Pick out each line of the data below that contains the word "metal" and copy those lines in full.

## begin INFORMATION SUPPLIED

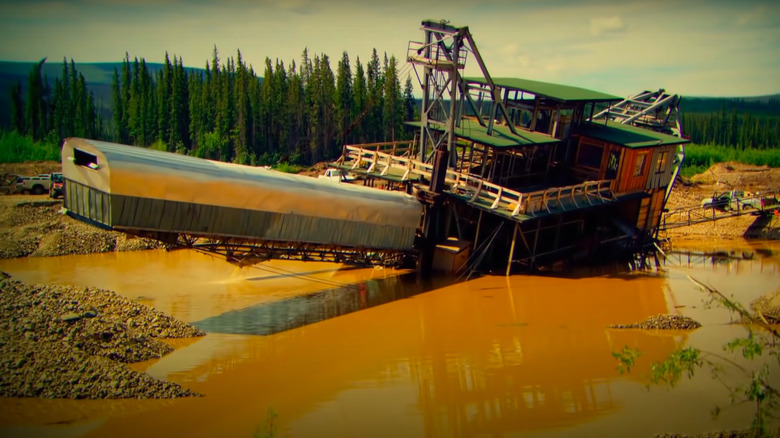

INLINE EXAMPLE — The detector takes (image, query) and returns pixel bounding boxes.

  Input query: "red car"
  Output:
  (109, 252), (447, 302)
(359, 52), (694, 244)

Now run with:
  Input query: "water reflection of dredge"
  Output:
(62, 21), (687, 274)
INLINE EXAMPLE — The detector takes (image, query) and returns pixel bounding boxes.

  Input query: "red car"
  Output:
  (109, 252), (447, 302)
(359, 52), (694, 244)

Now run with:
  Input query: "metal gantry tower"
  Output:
(407, 20), (516, 171)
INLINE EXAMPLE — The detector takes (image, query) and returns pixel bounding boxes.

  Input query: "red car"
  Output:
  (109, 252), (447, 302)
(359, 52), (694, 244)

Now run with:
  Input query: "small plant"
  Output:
(612, 277), (780, 438)
(254, 408), (279, 438)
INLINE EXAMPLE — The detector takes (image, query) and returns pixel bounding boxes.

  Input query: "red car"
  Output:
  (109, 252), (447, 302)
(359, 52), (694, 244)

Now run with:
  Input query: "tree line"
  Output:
(682, 103), (780, 150)
(4, 47), (416, 165)
(10, 58), (104, 144)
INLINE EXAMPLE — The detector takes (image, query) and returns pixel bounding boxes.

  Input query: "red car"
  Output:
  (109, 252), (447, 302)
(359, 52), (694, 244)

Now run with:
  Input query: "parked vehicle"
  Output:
(701, 190), (778, 211)
(16, 173), (51, 195)
(0, 173), (19, 195)
(49, 173), (65, 199)
(317, 169), (355, 183)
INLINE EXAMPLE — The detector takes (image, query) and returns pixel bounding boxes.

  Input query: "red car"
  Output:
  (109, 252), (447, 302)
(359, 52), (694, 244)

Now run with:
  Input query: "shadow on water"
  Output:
(192, 273), (455, 335)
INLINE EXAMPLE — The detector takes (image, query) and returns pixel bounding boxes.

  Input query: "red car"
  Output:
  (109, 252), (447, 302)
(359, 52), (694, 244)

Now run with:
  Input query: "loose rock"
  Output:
(0, 273), (205, 398)
(609, 315), (701, 330)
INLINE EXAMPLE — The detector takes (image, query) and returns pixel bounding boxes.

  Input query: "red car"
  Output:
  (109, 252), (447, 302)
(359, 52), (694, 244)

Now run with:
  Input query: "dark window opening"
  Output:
(655, 152), (668, 173)
(73, 149), (98, 169)
(577, 143), (604, 169)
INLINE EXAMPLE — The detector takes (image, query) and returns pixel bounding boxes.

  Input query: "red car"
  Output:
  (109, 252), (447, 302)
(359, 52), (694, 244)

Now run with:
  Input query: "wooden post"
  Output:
(474, 210), (482, 252)
(506, 222), (520, 277)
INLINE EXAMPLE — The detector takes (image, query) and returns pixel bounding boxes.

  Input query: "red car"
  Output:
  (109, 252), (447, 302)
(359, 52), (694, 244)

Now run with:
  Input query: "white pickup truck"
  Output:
(16, 173), (51, 195)
(317, 169), (355, 183)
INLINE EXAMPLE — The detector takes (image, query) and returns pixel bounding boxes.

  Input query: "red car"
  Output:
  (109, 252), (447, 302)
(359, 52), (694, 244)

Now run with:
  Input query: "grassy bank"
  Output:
(681, 144), (780, 177)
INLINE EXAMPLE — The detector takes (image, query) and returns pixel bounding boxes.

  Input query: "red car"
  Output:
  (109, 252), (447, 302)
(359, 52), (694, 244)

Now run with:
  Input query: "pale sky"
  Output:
(0, 0), (780, 96)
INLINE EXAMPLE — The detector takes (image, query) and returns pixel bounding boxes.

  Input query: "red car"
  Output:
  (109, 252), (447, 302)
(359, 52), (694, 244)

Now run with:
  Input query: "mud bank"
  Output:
(0, 273), (205, 398)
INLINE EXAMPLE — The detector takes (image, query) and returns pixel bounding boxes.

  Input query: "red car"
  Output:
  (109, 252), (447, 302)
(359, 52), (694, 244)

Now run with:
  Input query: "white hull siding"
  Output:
(62, 139), (422, 249)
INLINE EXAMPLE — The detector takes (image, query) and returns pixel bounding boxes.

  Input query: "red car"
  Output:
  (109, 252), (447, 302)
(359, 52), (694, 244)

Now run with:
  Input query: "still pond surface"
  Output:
(0, 241), (780, 438)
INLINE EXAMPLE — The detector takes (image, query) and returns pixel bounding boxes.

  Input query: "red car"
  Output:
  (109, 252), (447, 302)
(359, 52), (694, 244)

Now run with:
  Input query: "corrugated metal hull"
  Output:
(65, 180), (418, 250)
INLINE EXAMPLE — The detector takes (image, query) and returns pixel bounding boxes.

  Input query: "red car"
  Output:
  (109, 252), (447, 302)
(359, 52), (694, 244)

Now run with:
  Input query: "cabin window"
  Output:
(655, 152), (669, 173)
(73, 149), (98, 169)
(604, 151), (620, 179)
(577, 143), (604, 169)
(634, 154), (647, 176)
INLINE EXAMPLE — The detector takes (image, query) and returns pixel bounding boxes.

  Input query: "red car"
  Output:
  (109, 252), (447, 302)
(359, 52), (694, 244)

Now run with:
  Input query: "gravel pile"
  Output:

## end INFORMATION SUPPLIED

--- ANSWER FOR THE TASK ---
  Input query: "metal gantry tower"
  Input query: "corrugated metal hull"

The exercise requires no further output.